[Begin PROVIDED RECORDS]

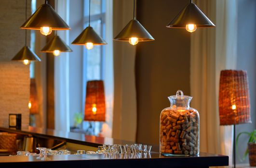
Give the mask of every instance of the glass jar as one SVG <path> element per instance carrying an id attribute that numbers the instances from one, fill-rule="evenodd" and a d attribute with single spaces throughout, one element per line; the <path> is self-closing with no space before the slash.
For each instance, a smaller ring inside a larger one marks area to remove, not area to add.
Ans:
<path id="1" fill-rule="evenodd" d="M 192 97 L 179 90 L 168 98 L 171 107 L 160 114 L 160 153 L 167 156 L 199 154 L 199 114 L 189 107 Z"/>

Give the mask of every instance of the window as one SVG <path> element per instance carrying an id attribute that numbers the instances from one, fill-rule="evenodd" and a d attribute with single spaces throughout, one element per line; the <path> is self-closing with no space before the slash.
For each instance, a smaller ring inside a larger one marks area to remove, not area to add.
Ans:
<path id="1" fill-rule="evenodd" d="M 103 39 L 106 38 L 105 2 L 106 0 L 91 0 L 90 25 Z M 89 0 L 84 0 L 84 28 L 87 27 L 89 24 Z M 90 50 L 88 50 L 84 48 L 83 64 L 84 86 L 86 86 L 88 81 L 104 80 L 103 71 L 104 58 L 106 55 L 105 48 L 104 45 L 94 46 L 93 48 Z M 83 93 L 84 95 L 83 95 L 83 104 L 84 108 L 85 91 Z M 83 111 L 84 111 L 84 109 Z M 83 124 L 83 128 L 87 131 L 87 133 L 95 135 L 100 132 L 102 127 L 102 123 L 100 122 L 90 123 L 84 121 Z M 92 129 L 90 130 L 90 128 Z"/>
<path id="2" fill-rule="evenodd" d="M 90 24 L 100 36 L 106 38 L 106 0 L 92 0 L 91 1 Z M 84 28 L 89 24 L 89 0 L 85 0 L 84 3 Z M 105 47 L 94 46 L 92 49 L 84 48 L 84 72 L 85 73 L 85 81 L 104 79 L 103 66 L 105 55 Z"/>

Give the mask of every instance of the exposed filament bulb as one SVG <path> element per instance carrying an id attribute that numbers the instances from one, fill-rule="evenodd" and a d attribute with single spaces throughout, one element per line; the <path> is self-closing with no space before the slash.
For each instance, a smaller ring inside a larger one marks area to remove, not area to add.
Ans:
<path id="1" fill-rule="evenodd" d="M 186 30 L 190 33 L 196 30 L 196 24 L 189 24 L 186 25 Z"/>
<path id="2" fill-rule="evenodd" d="M 54 54 L 55 56 L 58 56 L 60 54 L 60 51 L 59 50 L 55 50 L 53 52 L 53 54 Z"/>
<path id="3" fill-rule="evenodd" d="M 29 63 L 30 63 L 30 61 L 28 60 L 24 60 L 22 61 L 22 63 L 23 63 L 23 64 L 27 65 L 28 65 Z"/>
<path id="4" fill-rule="evenodd" d="M 139 39 L 137 37 L 131 37 L 129 38 L 129 43 L 132 45 L 135 45 L 139 42 Z"/>
<path id="5" fill-rule="evenodd" d="M 49 35 L 52 33 L 52 27 L 40 27 L 40 33 L 44 36 Z"/>
<path id="6" fill-rule="evenodd" d="M 85 44 L 85 48 L 87 48 L 87 49 L 92 49 L 94 48 L 94 43 L 86 43 L 86 44 Z"/>

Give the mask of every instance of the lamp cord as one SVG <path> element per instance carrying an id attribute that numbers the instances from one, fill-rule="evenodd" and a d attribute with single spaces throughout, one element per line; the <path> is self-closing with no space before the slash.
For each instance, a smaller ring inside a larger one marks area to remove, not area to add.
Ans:
<path id="1" fill-rule="evenodd" d="M 26 7 L 25 7 L 25 21 L 27 21 L 27 0 L 26 0 Z M 27 29 L 25 29 L 25 46 L 27 46 Z"/>
<path id="2" fill-rule="evenodd" d="M 56 12 L 58 13 L 58 0 L 56 0 Z M 54 34 L 57 36 L 57 30 L 54 30 Z"/>
<path id="3" fill-rule="evenodd" d="M 90 21 L 91 20 L 91 0 L 89 0 L 89 26 L 90 27 Z"/>
<path id="4" fill-rule="evenodd" d="M 134 19 L 135 19 L 135 0 L 134 0 Z"/>

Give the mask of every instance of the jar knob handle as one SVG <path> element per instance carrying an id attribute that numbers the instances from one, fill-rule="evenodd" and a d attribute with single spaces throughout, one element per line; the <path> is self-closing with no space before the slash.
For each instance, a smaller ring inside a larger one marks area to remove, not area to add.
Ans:
<path id="1" fill-rule="evenodd" d="M 180 93 L 180 95 L 179 95 Z M 179 96 L 183 97 L 184 95 L 183 94 L 183 92 L 182 92 L 180 90 L 178 90 L 178 91 L 176 93 L 176 97 Z"/>

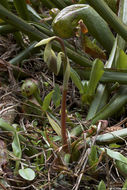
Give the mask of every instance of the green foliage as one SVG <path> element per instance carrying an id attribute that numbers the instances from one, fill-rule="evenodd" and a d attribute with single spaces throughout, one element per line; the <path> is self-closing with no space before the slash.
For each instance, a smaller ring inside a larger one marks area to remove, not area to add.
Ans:
<path id="1" fill-rule="evenodd" d="M 32 181 L 35 178 L 35 172 L 31 168 L 20 169 L 19 175 L 28 181 Z"/>
<path id="2" fill-rule="evenodd" d="M 97 166 L 97 162 L 98 162 L 98 155 L 97 155 L 97 148 L 96 146 L 92 146 L 91 147 L 91 152 L 88 156 L 88 163 L 89 163 L 89 166 L 91 167 L 90 169 L 90 172 L 95 172 Z"/>
<path id="3" fill-rule="evenodd" d="M 106 185 L 103 180 L 100 181 L 98 185 L 98 190 L 106 190 Z"/>

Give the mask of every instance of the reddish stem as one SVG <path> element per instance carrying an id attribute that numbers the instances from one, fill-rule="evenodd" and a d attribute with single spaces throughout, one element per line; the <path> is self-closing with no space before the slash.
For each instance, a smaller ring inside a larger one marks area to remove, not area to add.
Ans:
<path id="1" fill-rule="evenodd" d="M 68 142 L 67 142 L 67 132 L 66 132 L 66 96 L 67 90 L 63 90 L 62 93 L 62 104 L 61 104 L 61 135 L 63 150 L 69 152 Z"/>

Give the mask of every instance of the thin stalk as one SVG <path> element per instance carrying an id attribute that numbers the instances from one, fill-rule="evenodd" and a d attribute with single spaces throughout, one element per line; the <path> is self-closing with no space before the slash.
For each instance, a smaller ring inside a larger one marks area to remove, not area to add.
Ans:
<path id="1" fill-rule="evenodd" d="M 64 41 L 56 37 L 56 41 L 58 41 L 61 45 L 62 51 L 65 55 L 64 61 L 63 61 L 63 72 L 65 73 L 66 67 L 67 67 L 67 53 L 64 45 Z M 63 73 L 63 76 L 64 76 Z M 69 152 L 69 147 L 68 147 L 68 137 L 67 137 L 67 129 L 66 129 L 66 97 L 67 97 L 67 88 L 64 86 L 64 80 L 63 79 L 63 92 L 62 92 L 62 103 L 61 103 L 61 134 L 62 134 L 62 143 L 63 143 L 63 150 L 65 152 Z"/>
<path id="2" fill-rule="evenodd" d="M 127 41 L 127 26 L 117 17 L 103 0 L 87 2 L 105 19 L 105 21 Z"/>
<path id="3" fill-rule="evenodd" d="M 67 90 L 62 92 L 62 103 L 61 103 L 61 134 L 63 150 L 68 152 L 67 132 L 66 132 L 66 96 Z"/>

[End PROVIDED RECORDS]

= WORK TO BE COMPLETED =
Return the part of the listing that opens with the line containing "Give the mask of every instance of the exposed" and closes with the line containing "134 19 L 135", reproducing both of those lines and everything between them verbatim.

= ANSWER TO THIS TASK =
Give the mask of every instance of the exposed filament bulb as one SVG <path> element per instance carrying an id attribute that numbers the instances from one, fill-rule="evenodd" and a d attribute with single spaces throughout, one element per line; the <path> is self-closing with no space before the slash.
For each instance, a smaller ring inside a larger one marks area to remove, not area to add.
Ans:
<path id="1" fill-rule="evenodd" d="M 186 30 L 190 33 L 196 30 L 196 24 L 189 24 L 186 25 Z"/>
<path id="2" fill-rule="evenodd" d="M 54 54 L 55 56 L 58 56 L 60 54 L 60 51 L 59 50 L 55 50 L 53 52 L 53 54 Z"/>
<path id="3" fill-rule="evenodd" d="M 29 63 L 30 63 L 30 61 L 28 60 L 24 60 L 22 61 L 22 63 L 23 63 L 23 64 L 27 65 L 28 65 Z"/>
<path id="4" fill-rule="evenodd" d="M 139 39 L 137 37 L 131 37 L 129 38 L 129 43 L 132 45 L 135 45 L 139 42 Z"/>
<path id="5" fill-rule="evenodd" d="M 49 35 L 52 33 L 52 27 L 40 27 L 40 33 L 44 36 Z"/>
<path id="6" fill-rule="evenodd" d="M 85 44 L 85 48 L 87 48 L 87 49 L 92 49 L 94 48 L 94 43 L 86 43 L 86 44 Z"/>

Give the mask of every instance of the lamp cord as one SVG <path> element per instance carrying an id attribute that numbers the instances from one, fill-rule="evenodd" and a d attribute with single spaces throughout, one element per line; the <path> is self-closing with no space before the slash.
For each instance, a smaller ring inside a larger one marks area to remove, not area to add.
Ans:
<path id="1" fill-rule="evenodd" d="M 26 7 L 25 7 L 25 21 L 27 21 L 27 0 L 26 0 Z M 27 29 L 25 29 L 25 46 L 27 46 Z"/>
<path id="2" fill-rule="evenodd" d="M 56 12 L 58 13 L 58 0 L 56 0 Z M 54 34 L 57 36 L 57 30 L 54 30 Z"/>
<path id="3" fill-rule="evenodd" d="M 90 21 L 91 20 L 91 0 L 89 0 L 89 26 L 90 27 Z"/>
<path id="4" fill-rule="evenodd" d="M 134 19 L 135 19 L 135 0 L 134 0 Z"/>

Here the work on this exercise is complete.